**Task statement:** Starting with the line containing "Target: hand resting on book" and going on through the end of the entries, write those lines out again, changing "wooden table" to "wooden desk" and leaving everything else as it is.

=====

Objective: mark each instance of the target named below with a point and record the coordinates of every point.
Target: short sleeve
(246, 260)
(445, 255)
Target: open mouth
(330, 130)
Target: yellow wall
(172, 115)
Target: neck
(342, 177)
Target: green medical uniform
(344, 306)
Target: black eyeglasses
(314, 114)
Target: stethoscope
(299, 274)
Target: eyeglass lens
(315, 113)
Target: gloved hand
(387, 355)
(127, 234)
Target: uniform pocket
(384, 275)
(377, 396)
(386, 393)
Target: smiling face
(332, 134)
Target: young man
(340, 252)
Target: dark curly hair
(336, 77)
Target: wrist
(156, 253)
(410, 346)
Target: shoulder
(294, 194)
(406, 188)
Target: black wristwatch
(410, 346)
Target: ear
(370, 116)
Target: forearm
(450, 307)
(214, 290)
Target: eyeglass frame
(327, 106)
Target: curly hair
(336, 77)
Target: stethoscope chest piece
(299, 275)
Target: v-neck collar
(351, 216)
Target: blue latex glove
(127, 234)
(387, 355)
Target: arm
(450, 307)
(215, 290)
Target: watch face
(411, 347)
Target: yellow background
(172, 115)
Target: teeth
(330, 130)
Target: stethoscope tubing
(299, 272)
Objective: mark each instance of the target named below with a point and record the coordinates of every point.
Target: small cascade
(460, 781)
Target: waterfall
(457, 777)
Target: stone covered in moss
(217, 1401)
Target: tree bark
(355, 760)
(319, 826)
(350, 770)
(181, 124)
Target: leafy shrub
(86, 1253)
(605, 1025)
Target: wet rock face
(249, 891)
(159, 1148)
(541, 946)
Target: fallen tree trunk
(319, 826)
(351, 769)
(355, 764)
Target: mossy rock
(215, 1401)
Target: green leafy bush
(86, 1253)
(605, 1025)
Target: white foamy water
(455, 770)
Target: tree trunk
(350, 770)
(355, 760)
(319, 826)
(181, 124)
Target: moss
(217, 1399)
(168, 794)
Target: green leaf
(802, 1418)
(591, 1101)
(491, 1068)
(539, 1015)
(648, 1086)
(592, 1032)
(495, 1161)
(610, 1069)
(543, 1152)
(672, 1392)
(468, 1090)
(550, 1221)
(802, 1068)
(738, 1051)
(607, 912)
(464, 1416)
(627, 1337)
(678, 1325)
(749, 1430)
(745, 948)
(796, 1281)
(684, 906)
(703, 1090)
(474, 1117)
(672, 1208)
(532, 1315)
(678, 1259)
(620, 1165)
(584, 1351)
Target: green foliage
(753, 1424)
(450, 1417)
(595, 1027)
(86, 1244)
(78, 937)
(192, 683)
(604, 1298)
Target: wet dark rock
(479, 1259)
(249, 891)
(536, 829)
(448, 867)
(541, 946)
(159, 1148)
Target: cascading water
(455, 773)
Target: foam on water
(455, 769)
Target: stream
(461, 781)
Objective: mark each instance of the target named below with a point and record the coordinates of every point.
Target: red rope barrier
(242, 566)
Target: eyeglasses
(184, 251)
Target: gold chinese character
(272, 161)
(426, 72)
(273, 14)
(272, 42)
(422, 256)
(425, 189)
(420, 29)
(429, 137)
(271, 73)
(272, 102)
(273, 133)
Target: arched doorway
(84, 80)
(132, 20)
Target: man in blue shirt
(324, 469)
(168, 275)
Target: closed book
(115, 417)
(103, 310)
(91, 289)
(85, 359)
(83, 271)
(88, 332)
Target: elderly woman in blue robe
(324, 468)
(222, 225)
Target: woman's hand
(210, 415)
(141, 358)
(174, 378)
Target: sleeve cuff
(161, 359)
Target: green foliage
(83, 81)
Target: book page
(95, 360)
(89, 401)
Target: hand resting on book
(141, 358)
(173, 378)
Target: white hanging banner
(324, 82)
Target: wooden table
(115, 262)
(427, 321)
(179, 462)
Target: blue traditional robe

=====

**The completed task:**
Target: hand resting on book
(141, 358)
(173, 378)
Target: white hanging banner
(324, 82)
Target: wooden desk
(115, 262)
(427, 321)
(179, 462)
Target: blue traditional robe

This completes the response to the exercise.